Beginning with the line that holds "target: boat reflection", set down each line of the data below through the very last, exactly as given, and nothing beyond that.

▶ _Stored records_:
%%

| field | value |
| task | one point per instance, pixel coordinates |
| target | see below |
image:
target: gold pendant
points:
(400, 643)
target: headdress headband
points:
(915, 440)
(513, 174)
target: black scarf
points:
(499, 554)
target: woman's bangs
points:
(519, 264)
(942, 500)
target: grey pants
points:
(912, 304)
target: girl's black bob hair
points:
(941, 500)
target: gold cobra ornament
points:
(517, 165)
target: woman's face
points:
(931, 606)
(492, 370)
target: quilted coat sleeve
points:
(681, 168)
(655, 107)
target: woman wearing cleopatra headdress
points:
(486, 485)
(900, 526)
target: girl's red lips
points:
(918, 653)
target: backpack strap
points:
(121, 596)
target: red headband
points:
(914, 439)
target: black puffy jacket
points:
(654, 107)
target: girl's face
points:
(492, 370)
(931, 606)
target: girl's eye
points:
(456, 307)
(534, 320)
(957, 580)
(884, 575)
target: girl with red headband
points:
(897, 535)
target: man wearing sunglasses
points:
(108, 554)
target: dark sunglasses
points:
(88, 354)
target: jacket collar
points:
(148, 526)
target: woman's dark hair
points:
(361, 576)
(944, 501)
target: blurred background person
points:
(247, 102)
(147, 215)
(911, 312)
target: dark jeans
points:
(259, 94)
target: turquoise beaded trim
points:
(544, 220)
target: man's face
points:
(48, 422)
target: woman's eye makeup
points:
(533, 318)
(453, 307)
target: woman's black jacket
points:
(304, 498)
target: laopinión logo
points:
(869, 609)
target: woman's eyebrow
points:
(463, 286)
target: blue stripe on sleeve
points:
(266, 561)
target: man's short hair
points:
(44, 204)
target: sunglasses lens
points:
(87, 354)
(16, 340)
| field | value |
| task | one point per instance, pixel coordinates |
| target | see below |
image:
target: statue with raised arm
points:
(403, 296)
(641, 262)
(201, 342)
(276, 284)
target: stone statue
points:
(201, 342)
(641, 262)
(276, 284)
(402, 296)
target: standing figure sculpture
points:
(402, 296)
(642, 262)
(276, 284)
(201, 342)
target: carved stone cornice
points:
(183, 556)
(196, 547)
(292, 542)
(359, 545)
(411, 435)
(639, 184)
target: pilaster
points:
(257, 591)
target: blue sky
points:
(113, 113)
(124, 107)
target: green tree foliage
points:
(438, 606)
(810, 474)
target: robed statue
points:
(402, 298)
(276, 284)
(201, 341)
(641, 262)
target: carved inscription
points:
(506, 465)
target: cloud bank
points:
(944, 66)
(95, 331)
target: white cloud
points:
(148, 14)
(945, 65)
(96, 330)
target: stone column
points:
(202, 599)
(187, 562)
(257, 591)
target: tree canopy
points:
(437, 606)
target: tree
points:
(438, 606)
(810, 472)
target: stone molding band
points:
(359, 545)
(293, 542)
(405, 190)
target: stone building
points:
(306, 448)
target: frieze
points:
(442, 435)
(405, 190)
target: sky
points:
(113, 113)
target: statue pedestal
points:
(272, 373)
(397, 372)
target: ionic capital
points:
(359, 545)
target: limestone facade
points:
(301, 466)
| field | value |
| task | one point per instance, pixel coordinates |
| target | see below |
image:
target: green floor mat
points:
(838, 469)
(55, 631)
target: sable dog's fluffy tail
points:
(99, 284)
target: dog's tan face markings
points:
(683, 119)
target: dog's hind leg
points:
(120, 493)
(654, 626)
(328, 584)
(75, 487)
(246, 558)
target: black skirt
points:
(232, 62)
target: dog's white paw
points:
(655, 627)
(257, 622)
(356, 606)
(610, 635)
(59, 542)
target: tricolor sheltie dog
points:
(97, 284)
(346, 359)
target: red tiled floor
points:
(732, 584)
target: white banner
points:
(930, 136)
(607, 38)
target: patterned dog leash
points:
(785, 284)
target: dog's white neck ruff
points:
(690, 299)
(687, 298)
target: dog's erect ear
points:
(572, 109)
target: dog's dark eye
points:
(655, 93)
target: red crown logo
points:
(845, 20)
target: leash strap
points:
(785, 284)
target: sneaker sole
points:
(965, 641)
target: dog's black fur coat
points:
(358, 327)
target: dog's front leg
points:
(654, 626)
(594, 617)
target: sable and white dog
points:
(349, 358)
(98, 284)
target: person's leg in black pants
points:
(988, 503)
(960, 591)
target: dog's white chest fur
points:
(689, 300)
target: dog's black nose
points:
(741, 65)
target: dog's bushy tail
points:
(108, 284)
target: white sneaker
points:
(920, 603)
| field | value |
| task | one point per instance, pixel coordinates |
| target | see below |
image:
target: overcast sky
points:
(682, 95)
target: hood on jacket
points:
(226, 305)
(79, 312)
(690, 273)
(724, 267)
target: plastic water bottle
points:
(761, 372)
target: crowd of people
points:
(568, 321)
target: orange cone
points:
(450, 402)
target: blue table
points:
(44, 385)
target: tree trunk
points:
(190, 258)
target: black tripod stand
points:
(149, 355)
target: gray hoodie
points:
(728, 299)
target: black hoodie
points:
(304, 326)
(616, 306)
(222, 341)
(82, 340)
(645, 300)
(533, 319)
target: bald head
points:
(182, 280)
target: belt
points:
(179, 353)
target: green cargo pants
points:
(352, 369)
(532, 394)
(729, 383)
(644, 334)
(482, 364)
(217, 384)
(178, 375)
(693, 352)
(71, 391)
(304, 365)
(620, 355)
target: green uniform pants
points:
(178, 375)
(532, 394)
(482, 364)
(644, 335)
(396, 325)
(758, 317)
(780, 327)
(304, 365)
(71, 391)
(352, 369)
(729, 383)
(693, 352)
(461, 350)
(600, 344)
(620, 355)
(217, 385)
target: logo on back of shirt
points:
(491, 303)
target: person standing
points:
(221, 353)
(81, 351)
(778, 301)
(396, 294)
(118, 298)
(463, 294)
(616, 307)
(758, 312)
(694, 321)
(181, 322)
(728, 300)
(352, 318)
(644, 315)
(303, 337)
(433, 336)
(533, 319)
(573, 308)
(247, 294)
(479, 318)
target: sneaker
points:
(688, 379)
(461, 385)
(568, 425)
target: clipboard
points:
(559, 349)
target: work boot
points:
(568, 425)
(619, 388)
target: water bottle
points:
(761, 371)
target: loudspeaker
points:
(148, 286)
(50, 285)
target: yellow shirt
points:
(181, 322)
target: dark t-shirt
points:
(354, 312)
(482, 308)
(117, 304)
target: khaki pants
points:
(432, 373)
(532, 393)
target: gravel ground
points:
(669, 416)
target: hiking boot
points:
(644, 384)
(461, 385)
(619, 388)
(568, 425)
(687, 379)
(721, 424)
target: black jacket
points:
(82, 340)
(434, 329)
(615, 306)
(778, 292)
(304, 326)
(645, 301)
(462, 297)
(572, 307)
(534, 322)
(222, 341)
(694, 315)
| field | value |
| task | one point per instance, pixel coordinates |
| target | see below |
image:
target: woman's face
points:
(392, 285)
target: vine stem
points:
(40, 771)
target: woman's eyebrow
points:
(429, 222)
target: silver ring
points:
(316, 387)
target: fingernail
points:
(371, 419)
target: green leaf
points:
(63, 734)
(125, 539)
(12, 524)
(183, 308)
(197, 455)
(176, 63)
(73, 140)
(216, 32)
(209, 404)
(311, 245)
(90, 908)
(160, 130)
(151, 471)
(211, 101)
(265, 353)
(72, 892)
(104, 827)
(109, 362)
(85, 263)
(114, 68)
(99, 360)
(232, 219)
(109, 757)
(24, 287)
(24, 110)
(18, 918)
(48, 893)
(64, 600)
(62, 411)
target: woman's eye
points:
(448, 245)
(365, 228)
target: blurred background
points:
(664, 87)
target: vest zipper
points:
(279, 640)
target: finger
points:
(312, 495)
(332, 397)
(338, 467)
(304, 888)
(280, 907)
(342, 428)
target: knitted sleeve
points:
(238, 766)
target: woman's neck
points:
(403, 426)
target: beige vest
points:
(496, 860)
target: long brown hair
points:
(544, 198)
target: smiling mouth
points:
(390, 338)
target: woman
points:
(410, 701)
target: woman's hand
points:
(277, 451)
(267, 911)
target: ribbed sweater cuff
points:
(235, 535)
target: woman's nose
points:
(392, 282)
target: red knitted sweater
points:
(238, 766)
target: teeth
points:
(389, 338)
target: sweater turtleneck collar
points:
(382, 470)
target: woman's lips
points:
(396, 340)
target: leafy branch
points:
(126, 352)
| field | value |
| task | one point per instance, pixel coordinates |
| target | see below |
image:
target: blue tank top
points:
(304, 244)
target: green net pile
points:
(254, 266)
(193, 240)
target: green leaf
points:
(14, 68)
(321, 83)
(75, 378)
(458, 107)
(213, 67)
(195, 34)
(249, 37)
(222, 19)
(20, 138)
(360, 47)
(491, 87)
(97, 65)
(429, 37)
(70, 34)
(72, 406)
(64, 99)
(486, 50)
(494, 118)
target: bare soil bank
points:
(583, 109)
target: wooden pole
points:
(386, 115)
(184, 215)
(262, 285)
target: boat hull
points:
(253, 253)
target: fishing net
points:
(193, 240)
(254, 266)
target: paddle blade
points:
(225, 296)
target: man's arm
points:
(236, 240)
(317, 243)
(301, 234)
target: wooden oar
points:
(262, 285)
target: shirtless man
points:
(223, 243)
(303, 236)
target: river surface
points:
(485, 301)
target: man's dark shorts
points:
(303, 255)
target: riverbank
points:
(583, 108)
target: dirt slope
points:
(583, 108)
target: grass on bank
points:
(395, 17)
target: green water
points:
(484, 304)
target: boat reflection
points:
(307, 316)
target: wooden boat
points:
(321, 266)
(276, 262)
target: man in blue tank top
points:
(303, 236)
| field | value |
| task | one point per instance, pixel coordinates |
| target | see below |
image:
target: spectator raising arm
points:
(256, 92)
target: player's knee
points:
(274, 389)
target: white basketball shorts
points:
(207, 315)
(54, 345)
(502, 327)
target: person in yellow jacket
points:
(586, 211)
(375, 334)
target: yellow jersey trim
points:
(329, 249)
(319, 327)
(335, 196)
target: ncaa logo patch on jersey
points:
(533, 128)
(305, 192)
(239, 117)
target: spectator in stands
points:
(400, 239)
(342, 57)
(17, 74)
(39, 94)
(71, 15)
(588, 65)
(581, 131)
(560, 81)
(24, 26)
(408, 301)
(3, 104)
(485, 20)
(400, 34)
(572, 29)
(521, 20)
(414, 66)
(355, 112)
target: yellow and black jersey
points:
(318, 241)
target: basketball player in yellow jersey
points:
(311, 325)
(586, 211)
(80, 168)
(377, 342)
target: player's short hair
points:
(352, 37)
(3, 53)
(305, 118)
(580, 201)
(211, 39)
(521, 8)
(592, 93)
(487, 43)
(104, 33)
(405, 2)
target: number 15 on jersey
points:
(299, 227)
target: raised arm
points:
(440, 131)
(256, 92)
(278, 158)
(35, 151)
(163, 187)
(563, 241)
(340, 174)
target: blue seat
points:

%%

▶ _Final result_:
target: boat reflection
points:
(307, 316)
target: wooden boat
points:
(321, 266)
(276, 262)
target: man in blue tank top
points:
(303, 236)
| field | value |
| task | one point per instance, pixel coordinates |
| target | see below |
image:
target: spectator raising arm
points:
(256, 92)
target: player's knee
points:
(274, 389)
target: white basketball shorts
points:
(207, 315)
(54, 345)
(502, 327)
target: person in yellow jacket
points:
(586, 211)
(375, 334)
target: yellow jersey trim
points:
(329, 249)
(319, 327)
(335, 196)
target: ncaa logo patch on jersey
points:
(533, 128)
(305, 192)
(239, 117)
target: spectator in stands
points:
(400, 239)
(342, 57)
(17, 74)
(39, 94)
(71, 15)
(588, 65)
(581, 131)
(560, 81)
(24, 26)
(408, 301)
(3, 104)
(485, 20)
(400, 34)
(572, 29)
(521, 20)
(414, 66)
(355, 112)
target: yellow and black jersey
points:
(318, 241)
target: basketball player in yellow jersey
points:
(311, 325)
(586, 211)
(80, 168)
(377, 342)
target: player's short hair
points:
(352, 37)
(3, 53)
(305, 118)
(580, 201)
(211, 39)
(521, 8)
(592, 93)
(487, 43)
(104, 33)
(405, 2)
target: number 15 on jersey
points:
(299, 227)
target: raised arm
points:
(440, 131)
(256, 92)
(278, 158)
(35, 151)
(163, 187)
(563, 241)
(340, 174)
target: blue seat
points:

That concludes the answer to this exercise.